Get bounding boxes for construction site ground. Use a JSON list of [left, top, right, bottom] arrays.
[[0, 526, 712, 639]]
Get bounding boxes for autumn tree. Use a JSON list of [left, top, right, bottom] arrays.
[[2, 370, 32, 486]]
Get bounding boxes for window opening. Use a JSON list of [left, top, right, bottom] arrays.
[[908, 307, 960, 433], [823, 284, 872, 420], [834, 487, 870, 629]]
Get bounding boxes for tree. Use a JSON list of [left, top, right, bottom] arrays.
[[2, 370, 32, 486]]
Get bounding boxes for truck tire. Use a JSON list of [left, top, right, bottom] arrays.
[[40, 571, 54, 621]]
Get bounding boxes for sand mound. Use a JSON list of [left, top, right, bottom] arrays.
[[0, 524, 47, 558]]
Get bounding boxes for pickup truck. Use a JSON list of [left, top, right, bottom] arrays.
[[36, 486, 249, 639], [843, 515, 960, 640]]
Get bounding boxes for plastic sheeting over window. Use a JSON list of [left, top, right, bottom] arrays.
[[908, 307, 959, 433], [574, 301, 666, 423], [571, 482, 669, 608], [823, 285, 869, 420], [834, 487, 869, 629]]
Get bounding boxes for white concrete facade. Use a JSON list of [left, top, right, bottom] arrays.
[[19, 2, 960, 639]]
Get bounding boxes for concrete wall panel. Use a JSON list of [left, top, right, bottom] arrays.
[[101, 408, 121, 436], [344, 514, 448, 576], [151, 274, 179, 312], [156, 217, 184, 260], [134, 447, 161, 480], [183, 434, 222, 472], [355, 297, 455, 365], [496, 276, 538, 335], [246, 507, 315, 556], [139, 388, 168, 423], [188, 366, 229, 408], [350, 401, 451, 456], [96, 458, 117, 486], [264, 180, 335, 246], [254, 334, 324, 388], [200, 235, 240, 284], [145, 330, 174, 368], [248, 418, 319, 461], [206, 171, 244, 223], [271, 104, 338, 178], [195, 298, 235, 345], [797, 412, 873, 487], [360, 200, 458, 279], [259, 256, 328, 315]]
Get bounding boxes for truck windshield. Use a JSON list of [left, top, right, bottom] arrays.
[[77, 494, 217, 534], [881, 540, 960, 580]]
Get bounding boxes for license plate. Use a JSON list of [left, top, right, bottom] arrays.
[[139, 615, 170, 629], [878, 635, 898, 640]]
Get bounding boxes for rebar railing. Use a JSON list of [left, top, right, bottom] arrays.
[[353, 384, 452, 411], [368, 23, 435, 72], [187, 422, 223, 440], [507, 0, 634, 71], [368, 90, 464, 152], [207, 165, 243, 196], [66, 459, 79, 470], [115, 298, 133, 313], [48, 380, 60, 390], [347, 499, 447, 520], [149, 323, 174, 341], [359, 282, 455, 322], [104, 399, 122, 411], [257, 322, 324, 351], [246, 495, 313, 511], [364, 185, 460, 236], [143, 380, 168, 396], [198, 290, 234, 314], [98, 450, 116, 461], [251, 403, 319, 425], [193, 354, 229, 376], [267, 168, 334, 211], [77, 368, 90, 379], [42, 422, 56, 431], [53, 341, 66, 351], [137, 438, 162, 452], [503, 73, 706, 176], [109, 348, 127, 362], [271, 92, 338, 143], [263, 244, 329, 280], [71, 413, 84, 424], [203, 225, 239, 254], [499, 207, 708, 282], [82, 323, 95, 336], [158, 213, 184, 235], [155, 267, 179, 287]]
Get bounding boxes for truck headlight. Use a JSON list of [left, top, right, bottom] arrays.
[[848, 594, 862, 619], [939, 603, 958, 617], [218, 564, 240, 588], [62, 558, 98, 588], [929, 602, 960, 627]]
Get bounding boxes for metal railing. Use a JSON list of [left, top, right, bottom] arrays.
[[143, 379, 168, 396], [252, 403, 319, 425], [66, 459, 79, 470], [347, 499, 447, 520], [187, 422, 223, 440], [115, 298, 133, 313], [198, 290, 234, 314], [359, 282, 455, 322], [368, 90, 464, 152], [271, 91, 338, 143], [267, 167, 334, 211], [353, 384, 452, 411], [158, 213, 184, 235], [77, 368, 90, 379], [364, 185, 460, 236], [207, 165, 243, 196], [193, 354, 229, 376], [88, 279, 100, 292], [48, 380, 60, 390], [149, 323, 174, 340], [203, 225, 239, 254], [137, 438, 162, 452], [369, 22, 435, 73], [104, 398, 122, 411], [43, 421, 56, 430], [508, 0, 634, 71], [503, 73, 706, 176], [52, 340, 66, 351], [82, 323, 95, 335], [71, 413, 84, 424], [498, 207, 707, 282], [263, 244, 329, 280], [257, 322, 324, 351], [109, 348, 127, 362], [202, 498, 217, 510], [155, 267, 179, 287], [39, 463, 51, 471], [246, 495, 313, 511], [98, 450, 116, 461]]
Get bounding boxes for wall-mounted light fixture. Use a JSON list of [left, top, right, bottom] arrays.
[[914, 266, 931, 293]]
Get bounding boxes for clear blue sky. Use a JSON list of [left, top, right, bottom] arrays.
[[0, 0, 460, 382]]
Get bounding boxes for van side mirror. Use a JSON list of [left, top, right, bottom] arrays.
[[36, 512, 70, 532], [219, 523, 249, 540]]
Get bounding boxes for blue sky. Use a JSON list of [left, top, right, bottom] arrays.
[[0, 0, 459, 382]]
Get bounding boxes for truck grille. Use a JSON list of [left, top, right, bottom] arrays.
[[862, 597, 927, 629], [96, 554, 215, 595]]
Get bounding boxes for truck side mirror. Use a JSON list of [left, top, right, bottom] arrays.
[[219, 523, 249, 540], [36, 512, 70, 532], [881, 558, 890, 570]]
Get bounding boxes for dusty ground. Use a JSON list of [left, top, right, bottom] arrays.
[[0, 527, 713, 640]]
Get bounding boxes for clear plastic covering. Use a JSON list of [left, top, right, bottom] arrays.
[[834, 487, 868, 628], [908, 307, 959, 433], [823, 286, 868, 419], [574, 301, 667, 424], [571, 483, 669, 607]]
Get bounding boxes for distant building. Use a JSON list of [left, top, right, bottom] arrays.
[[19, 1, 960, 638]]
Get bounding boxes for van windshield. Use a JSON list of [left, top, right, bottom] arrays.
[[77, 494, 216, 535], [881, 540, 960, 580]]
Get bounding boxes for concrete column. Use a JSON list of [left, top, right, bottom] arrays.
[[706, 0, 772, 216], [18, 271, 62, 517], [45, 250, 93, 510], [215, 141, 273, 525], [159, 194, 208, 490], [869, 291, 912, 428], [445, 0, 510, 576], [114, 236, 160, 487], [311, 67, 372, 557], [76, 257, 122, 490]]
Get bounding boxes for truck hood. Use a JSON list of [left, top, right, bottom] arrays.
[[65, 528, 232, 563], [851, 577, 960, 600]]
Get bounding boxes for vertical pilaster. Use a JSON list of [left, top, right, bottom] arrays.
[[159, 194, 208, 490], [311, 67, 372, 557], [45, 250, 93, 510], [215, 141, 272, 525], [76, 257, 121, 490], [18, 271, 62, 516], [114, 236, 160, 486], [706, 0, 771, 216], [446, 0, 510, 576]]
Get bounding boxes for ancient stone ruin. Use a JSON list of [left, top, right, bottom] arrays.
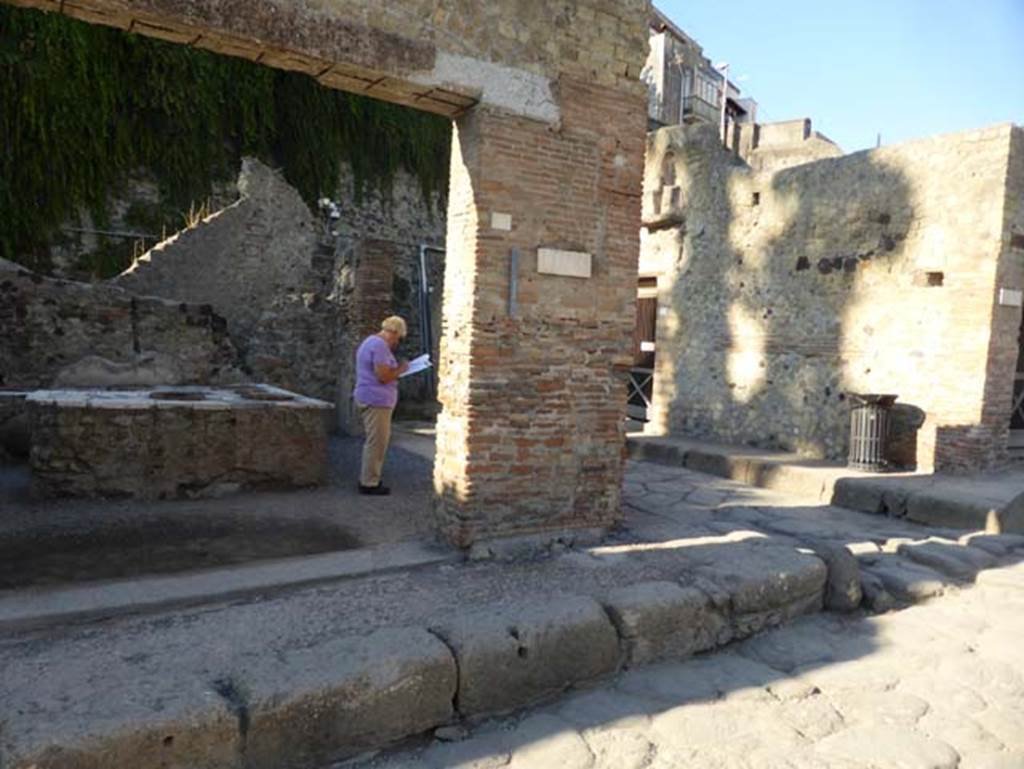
[[1, 158, 446, 497], [28, 384, 331, 499], [640, 121, 1024, 474], [2, 0, 650, 547], [112, 157, 446, 423]]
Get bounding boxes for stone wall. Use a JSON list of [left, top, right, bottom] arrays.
[[47, 174, 238, 281], [29, 385, 330, 499], [4, 0, 651, 545], [5, 0, 646, 121], [336, 238, 397, 435], [978, 125, 1024, 469], [330, 165, 446, 410], [0, 258, 242, 390], [115, 159, 318, 346], [114, 158, 446, 417], [643, 122, 1021, 473], [733, 118, 844, 172], [114, 159, 346, 405], [0, 390, 29, 461]]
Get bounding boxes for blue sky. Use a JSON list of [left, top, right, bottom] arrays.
[[655, 0, 1024, 152]]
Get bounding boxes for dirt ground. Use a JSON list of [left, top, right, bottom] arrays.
[[0, 428, 438, 588]]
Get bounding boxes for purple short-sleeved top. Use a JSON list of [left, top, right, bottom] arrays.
[[354, 334, 398, 408]]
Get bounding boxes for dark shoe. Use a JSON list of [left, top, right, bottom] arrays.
[[358, 483, 391, 496]]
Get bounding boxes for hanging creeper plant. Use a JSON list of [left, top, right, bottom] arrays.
[[0, 5, 451, 274]]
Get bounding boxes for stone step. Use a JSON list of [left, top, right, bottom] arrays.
[[626, 434, 1007, 530], [845, 532, 1024, 611]]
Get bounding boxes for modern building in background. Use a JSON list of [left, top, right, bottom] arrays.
[[641, 6, 756, 133]]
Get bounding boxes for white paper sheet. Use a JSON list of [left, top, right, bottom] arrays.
[[399, 353, 432, 378]]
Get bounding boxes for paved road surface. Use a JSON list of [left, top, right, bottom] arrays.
[[350, 561, 1024, 769]]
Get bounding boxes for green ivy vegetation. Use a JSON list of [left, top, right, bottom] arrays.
[[0, 5, 451, 275]]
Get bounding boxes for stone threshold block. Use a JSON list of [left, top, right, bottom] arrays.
[[27, 384, 331, 499]]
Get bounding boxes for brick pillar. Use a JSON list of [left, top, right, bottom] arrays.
[[433, 80, 647, 547], [337, 238, 396, 435]]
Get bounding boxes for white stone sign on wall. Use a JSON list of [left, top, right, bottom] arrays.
[[999, 288, 1023, 307], [537, 248, 592, 278]]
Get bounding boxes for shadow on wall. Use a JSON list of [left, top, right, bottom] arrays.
[[751, 149, 914, 463], [649, 124, 1015, 472]]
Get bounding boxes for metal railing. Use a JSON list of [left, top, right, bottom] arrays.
[[626, 367, 654, 422]]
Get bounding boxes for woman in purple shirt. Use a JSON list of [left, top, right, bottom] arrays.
[[354, 316, 409, 495]]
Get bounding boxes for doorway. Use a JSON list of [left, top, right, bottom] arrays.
[[1010, 311, 1024, 448], [628, 276, 658, 423]]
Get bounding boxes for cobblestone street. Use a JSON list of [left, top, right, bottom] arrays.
[[352, 560, 1024, 769], [342, 457, 1024, 769]]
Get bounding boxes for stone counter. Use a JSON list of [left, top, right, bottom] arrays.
[[28, 385, 331, 499]]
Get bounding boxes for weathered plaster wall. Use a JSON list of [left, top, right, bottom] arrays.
[[641, 16, 707, 127], [644, 122, 1019, 473], [0, 258, 243, 389]]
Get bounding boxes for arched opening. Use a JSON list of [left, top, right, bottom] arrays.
[[1, 0, 648, 553]]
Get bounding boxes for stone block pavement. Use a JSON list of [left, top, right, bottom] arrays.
[[2, 457, 1024, 768], [344, 462, 1024, 768]]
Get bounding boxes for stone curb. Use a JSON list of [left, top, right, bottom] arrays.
[[241, 628, 457, 769], [602, 581, 725, 665], [854, 534, 1024, 610], [8, 627, 456, 769], [430, 596, 622, 718], [3, 548, 830, 769]]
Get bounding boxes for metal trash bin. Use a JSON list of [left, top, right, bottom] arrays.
[[848, 393, 897, 471]]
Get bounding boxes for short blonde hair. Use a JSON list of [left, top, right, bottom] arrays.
[[381, 315, 407, 338]]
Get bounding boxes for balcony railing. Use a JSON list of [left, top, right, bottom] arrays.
[[626, 367, 654, 422], [682, 95, 719, 125]]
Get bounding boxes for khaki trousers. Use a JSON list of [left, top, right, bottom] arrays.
[[357, 402, 394, 487]]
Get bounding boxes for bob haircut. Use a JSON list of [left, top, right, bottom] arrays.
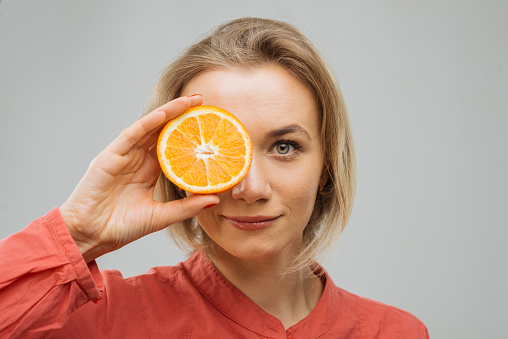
[[148, 17, 356, 271]]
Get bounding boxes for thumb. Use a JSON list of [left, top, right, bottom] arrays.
[[152, 194, 220, 231]]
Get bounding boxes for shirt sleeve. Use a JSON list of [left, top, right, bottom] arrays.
[[0, 207, 104, 338]]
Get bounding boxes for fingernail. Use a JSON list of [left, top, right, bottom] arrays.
[[189, 94, 202, 97], [204, 204, 217, 209]]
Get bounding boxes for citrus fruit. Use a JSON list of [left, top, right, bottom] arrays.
[[157, 105, 253, 194]]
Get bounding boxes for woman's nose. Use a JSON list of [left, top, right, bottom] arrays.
[[231, 158, 272, 203]]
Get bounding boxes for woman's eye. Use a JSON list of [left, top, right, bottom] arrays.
[[270, 140, 302, 159], [276, 143, 291, 154]]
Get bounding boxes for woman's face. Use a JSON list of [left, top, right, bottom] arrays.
[[181, 65, 324, 260]]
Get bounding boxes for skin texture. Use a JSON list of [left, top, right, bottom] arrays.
[[181, 65, 325, 328]]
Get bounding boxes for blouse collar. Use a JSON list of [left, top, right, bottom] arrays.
[[182, 250, 342, 337]]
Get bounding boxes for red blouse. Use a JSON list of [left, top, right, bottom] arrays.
[[0, 208, 429, 338]]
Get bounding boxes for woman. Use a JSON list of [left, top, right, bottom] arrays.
[[0, 18, 429, 338]]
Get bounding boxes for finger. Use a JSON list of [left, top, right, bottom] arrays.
[[141, 94, 204, 148], [158, 94, 202, 121], [109, 96, 194, 156], [151, 194, 219, 232], [145, 141, 160, 167], [149, 145, 158, 161], [143, 129, 160, 149], [137, 95, 203, 151], [137, 126, 161, 151], [187, 94, 203, 108]]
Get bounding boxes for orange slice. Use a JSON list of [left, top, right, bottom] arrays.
[[157, 105, 253, 194]]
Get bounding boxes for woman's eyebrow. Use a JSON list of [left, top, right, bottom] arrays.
[[265, 124, 311, 140]]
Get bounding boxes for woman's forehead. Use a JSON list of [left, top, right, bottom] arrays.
[[181, 65, 320, 139]]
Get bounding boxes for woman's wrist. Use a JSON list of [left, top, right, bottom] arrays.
[[60, 204, 105, 263]]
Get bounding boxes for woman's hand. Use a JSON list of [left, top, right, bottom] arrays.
[[60, 96, 219, 263]]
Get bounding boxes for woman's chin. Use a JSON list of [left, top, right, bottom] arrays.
[[210, 237, 300, 263]]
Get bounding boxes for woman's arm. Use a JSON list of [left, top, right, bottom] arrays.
[[0, 208, 103, 337], [0, 95, 219, 336]]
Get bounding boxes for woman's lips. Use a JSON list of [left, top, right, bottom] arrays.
[[224, 215, 279, 231]]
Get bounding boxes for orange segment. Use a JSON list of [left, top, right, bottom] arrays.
[[218, 146, 246, 157], [212, 119, 245, 148], [198, 113, 222, 144], [206, 158, 233, 186], [167, 129, 197, 148], [182, 159, 208, 187], [166, 147, 196, 177], [157, 105, 252, 194], [177, 116, 202, 146], [214, 155, 246, 177]]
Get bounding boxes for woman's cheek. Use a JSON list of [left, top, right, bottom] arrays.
[[284, 182, 318, 219], [196, 208, 216, 234]]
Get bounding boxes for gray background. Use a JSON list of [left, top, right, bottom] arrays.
[[1, 1, 507, 338]]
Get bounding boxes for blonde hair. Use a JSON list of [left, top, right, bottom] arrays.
[[149, 17, 356, 271]]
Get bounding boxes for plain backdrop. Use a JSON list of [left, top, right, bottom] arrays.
[[1, 1, 507, 338]]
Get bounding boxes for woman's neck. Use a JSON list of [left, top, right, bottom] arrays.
[[207, 245, 324, 329]]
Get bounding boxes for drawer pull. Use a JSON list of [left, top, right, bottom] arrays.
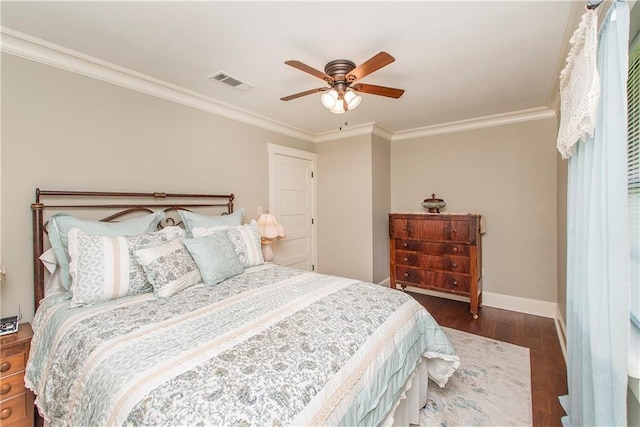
[[403, 242, 408, 248], [452, 228, 458, 233], [452, 247, 458, 253], [453, 280, 458, 286], [403, 257, 409, 262], [452, 262, 458, 268], [0, 362, 10, 373], [0, 408, 11, 420], [403, 273, 409, 278], [0, 383, 11, 395]]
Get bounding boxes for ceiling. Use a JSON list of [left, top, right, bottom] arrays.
[[1, 1, 582, 137]]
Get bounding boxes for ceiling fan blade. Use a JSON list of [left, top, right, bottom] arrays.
[[280, 87, 329, 101], [347, 52, 395, 82], [285, 60, 333, 82], [351, 83, 405, 99]]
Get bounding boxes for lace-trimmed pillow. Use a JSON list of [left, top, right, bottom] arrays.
[[67, 226, 184, 307], [178, 208, 245, 236], [192, 220, 264, 267], [46, 211, 166, 291], [134, 239, 202, 298]]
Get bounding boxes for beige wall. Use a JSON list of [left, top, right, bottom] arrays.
[[391, 118, 559, 302], [1, 52, 563, 322], [315, 132, 391, 284], [316, 134, 373, 281], [0, 54, 314, 321], [371, 134, 391, 283]]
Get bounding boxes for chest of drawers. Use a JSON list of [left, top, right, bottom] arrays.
[[0, 323, 34, 427], [389, 213, 483, 318]]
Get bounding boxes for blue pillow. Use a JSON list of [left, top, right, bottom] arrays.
######
What is needed is an exact transcription of the lines from the one containing "Get bounding boxes for woman's cheek." through the last line of the records above, both included, with no pictures.

* ANSWER SPACE *
Get bounding boxes for woman's cheek. Use a JSON list of [left, top, right, bottom] arrays.
[[284, 182, 318, 219], [196, 208, 216, 234]]
Get bounding boxes for gray background. Use a JSON list of [left, top, right, bottom] arrays.
[[1, 1, 507, 338]]
Get bounding boxes for blonde hair. Use a JSON list of [left, top, right, bottom] arrays.
[[149, 17, 356, 271]]
Get bounding boxes for plain backdrop. Use a JSON list of [left, top, right, bottom] arrays.
[[1, 1, 507, 338]]
Get bounding boxes for woman's neck. Use a JSON list of [left, top, right, bottom] arrays.
[[207, 245, 324, 329]]
Get bounding boxes for drawer pull. Use a JSON list of [left, top, right, bottom] arrays.
[[403, 242, 408, 248], [452, 228, 458, 233], [452, 247, 458, 253], [453, 280, 458, 286], [403, 257, 409, 262], [452, 262, 458, 268], [0, 362, 10, 373], [0, 408, 11, 420], [403, 273, 409, 278], [0, 383, 11, 395]]
Get bounding boxes for ceiling. Use a JSON list of [left, top, right, bottom] arrays.
[[1, 1, 582, 137]]
Get bounding boxes for ceiling fan blade. Use a JSON list of [left, top, right, bottom] arrays.
[[280, 87, 329, 101], [347, 52, 395, 82], [285, 60, 333, 82], [351, 83, 405, 99]]
Get bounding boxes for lace-trimmed pillow. Use a JSON list of [left, top, right, bottom] arrays.
[[67, 226, 184, 307], [178, 208, 245, 236], [192, 220, 264, 267], [46, 211, 166, 291], [134, 239, 202, 298]]
Get bounding boxes for beige wall. Use a JSON list of [left, top, right, bottom] arrays.
[[391, 118, 559, 302], [1, 52, 563, 322], [315, 132, 391, 284], [316, 134, 373, 281], [0, 54, 314, 321], [371, 134, 391, 283]]
Get bounding boxes for chest of drawers. Use a JSON list of [left, top, right, bottom] arrays.
[[0, 323, 34, 427], [389, 213, 483, 318]]
Get bounding boxes for blue pillow. Use a JSON list of [left, top, right, bottom] arrays.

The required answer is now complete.